Carriers are optimistic about growth in volume and rates this year, despite rising fuel and equipment costs that are squeezing profitability, according to the latest Bloomberg | Truckstop.com survey, which polled owner-operators and small fleets.
The Bloomberg | Truckstop.com 1Q22 Truckload Survey shows:
- Owner-operators remain optimistic about demand: About 72% of respondents expect load growth over the next six months vs. 71% in 4Q and 1Q a year ago. Temperature-controlled carriers were most optimistic with 77% expecting higher volume, followed by 74% of flatbed carriers who are benefiting from a strong housing market.
- Fewer carriers are optimistic when looking at rates: About 55% of respondents expect spot rates (ex-fuel surcharges) to rise in the next six months vs. 59% in 4Q. About 14% of carriers expect rates to decline over the next 3-6 six months, in-line with historical averages. Only 2% of truckers polled expect rates to drop quickly this year and another 32% expect them to slowly moderate.

• WORK ITEM: Pick up the passage on the truckload carrier survey after its last sentence and carry it forward.

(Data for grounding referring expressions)
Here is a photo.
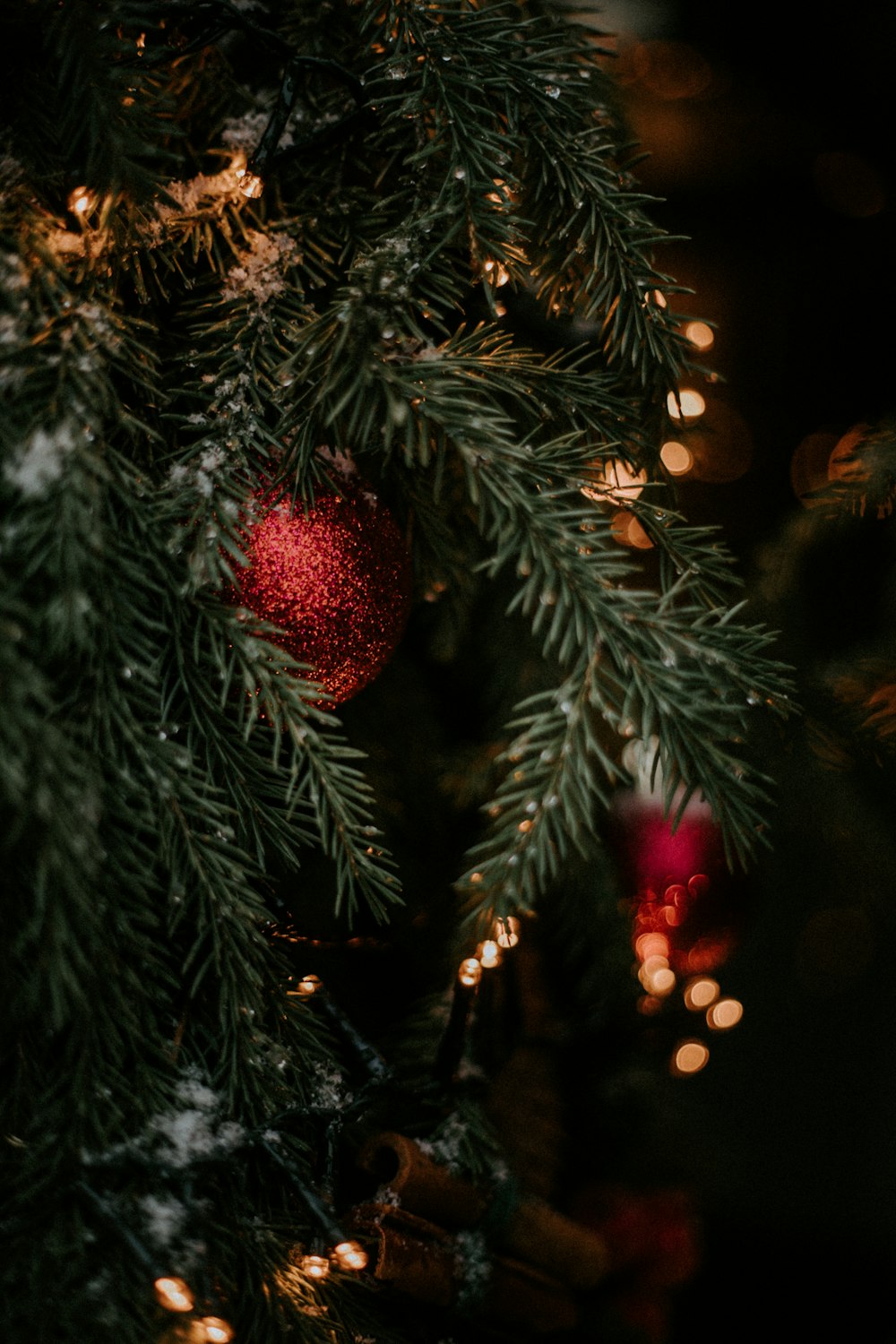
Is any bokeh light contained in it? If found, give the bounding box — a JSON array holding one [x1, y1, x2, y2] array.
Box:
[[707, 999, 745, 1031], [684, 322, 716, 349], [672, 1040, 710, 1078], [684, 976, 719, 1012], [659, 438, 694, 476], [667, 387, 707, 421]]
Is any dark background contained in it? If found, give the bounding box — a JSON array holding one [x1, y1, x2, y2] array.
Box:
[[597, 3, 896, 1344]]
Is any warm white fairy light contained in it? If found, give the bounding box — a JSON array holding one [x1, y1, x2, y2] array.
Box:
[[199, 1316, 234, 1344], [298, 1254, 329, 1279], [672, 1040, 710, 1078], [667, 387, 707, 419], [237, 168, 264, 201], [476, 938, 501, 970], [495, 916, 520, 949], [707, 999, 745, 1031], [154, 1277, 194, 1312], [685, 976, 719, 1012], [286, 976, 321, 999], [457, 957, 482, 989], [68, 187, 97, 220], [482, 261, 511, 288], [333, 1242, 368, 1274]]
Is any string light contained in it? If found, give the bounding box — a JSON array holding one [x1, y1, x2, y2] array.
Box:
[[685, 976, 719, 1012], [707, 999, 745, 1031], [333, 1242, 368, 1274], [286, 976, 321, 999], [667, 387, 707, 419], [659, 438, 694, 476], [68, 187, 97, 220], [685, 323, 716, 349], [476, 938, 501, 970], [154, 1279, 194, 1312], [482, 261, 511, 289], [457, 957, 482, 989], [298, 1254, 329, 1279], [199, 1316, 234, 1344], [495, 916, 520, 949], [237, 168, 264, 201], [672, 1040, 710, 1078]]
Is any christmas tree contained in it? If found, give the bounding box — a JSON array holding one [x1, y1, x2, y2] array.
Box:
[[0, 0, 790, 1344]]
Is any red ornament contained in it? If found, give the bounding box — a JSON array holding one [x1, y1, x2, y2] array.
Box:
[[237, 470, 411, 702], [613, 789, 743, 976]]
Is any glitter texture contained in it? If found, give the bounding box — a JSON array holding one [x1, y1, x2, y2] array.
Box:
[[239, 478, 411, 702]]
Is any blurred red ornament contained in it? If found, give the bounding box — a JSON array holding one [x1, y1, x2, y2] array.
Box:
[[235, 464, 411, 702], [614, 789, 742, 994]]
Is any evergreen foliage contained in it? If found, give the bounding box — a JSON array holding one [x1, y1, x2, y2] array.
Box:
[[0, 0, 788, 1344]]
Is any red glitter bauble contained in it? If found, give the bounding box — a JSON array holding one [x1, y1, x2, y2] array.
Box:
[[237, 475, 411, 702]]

• TASK RESPONSE:
- More carriers are hauling fewer loads: Truckload spot demand rose 4.3% year-over-year in 1Q, based on the Bloomberg | Truckstop.com survey, a seventh straight quarterly gain after dropping 16% in 2Q20 as the pandemic began. Median volume growth was closer to flat, given the wide divide between those carriers experiencing growth and those not moving as many loads. About 37% of respondents hauled more loads vs. 1Q21. About 32% recorded a drop vs. 25% in 4Q21 as the number of carriers who experienced flat volume decreased to 31% sequentially from 38%.
- Rising fuel costs are a concern for carriers: About 56% of carriers said that higher fuel costs are the industry’s biggest challenge. Lower rates are the second-biggest concern in 2022 at 21% of the sample, followed by the weakening economy (16%). Despite these concerns, about 69% of those surveyed anticipate the truckload market will remain tight this year.